■ **ESTRATTO DELLA FONTE**:

Penalità di mora: nessun riconoscimento a causa della crisi economica
T.A.R. Roma, Sez. seconda, 09 giugno 2015, n. 8061
a cura di Paolo Ferone
La crisi della finanza pubblica giustifica, in concreto, la mancata condanna della parte pubblica al pagamento dell’astreinte.
Nel ricorso in esame parte ricorrente lamentava la mancata esecuzione dell’ordinanza di assegnazione del credito pronunciata dal Tribunale ordinario di Roma all’esito di procedura esecutiva. La ricorrente instaurava, per vedersi riconoscere il credito, un giudizio di ottemperanza, e rappresentava la definitività dell’ordinanza della quale si chiedeva l’esecuzione. Inoltre, la parte chiedeva all’intimata Amministrazione il pagamento di una ulteriore somma ex art. 114, comma 4, lett. e) del c.p.a.

■ **ISTRUZIONI DELL'ESERCIZIO**:
- A) Cita testualmente dalla nota sulla penalità di mora il passo che parte dalle parole "Penalità di mora: nessun" e si ferma dopo "e) del c.p.a.".
- B) Traduci in inglese questa frase della nota sulla penalità di mora: «La crisi della finanza pubblica giustifica, in concreto, la mancata condanna della parte pubblica al pagamento dell’astreinte.»

■ **VOCI FORNITE**:

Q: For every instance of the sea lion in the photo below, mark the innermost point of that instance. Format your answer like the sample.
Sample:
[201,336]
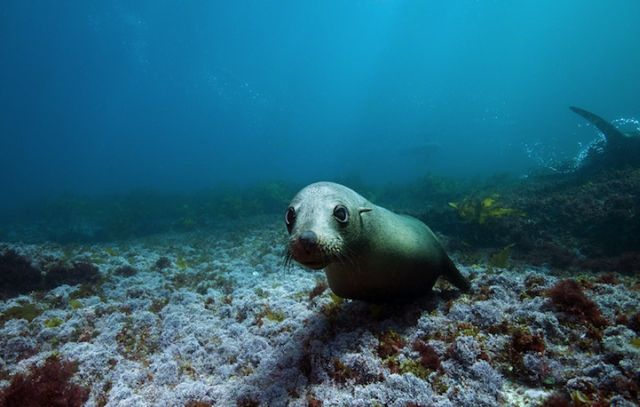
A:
[618,149]
[368,252]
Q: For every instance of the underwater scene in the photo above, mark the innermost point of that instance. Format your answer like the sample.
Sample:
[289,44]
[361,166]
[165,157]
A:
[320,203]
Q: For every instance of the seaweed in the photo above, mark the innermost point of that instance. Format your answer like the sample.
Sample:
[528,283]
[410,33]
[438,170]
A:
[480,210]
[27,311]
[569,298]
[429,359]
[17,275]
[125,271]
[46,385]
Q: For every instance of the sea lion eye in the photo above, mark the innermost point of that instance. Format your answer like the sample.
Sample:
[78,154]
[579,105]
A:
[290,216]
[341,214]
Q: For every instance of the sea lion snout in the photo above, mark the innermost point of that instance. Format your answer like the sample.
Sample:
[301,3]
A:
[308,240]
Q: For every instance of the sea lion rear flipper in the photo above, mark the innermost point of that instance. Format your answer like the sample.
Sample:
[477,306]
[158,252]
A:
[610,132]
[455,277]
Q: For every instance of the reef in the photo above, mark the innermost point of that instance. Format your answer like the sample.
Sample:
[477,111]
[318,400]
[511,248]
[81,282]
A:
[211,317]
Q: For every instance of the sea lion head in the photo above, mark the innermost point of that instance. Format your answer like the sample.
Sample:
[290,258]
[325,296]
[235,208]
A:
[323,220]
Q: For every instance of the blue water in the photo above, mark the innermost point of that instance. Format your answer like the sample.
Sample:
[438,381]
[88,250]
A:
[99,97]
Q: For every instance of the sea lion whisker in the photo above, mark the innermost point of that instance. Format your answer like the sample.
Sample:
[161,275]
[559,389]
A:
[388,257]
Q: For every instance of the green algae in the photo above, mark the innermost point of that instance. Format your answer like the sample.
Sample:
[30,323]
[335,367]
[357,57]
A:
[27,311]
[53,322]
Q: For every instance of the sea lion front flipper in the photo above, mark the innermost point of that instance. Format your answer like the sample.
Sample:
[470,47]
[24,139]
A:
[610,132]
[455,277]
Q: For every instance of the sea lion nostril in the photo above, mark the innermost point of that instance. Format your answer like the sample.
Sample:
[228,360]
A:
[309,239]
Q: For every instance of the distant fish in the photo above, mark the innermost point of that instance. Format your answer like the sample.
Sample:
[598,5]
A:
[619,149]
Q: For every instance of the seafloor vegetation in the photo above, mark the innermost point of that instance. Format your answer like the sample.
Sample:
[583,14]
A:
[176,299]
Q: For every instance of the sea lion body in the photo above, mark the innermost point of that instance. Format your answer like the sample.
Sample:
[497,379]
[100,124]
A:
[375,255]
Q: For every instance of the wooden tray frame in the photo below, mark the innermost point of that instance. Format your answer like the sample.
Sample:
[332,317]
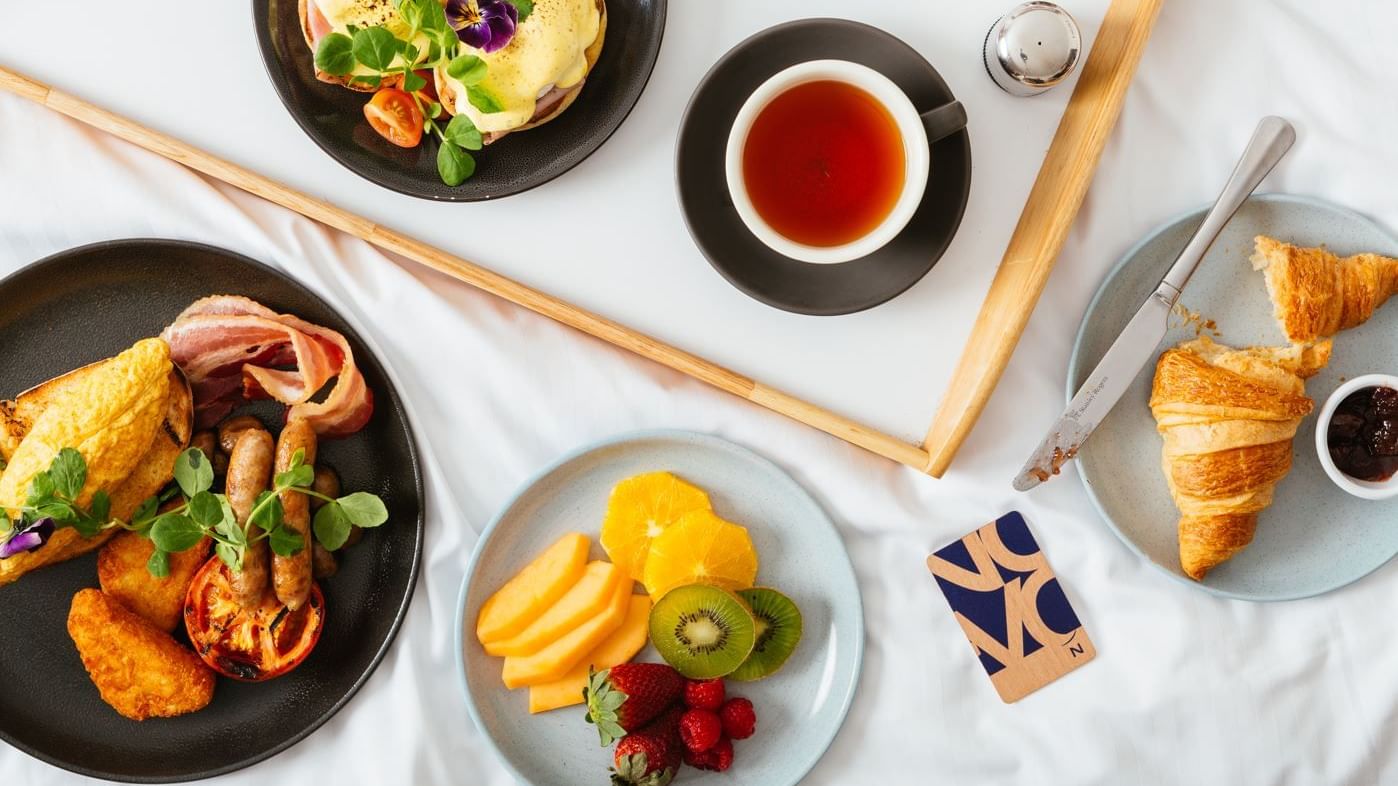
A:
[1053,203]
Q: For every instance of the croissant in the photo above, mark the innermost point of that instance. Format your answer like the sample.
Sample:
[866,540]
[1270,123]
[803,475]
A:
[1317,294]
[1228,418]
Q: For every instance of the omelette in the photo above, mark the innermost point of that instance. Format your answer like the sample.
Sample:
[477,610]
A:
[129,417]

■ **RISPOSTE SCRITTE**:
- A)
Penalità di mora: nessun riconoscimento a causa della crisi economica
T.A.R. Roma, Sez. seconda, 09 giugno 2015, n. 8061
a cura di Paolo Ferone
La crisi della finanza pubblica giustifica, in concreto, la mancata condanna della parte pubblica al pagamento dell’astreinte.
Nel ricorso in esame parte ricorrente lamentava la mancata esecuzione dell’ordinanza di assegnazione del credito pronunciata dal Tribunale ordinario di Roma all’esito di procedura esecutiva. La ricorrente instaurava, per vedersi riconoscere il credito, un giudizio di ottemperanza, e rappresentava la definitività dell’ordinanza della quale si chiedeva l’esecuzione. Inoltre, la parte chiedeva all’intimata Amministrazione il pagamento di una ulteriore somma ex art. 114, comma 4, lett. e) del c.p.a.

- B) The crisis in public finances justifies, in practice, the failure to order the public party to pay the astreinte.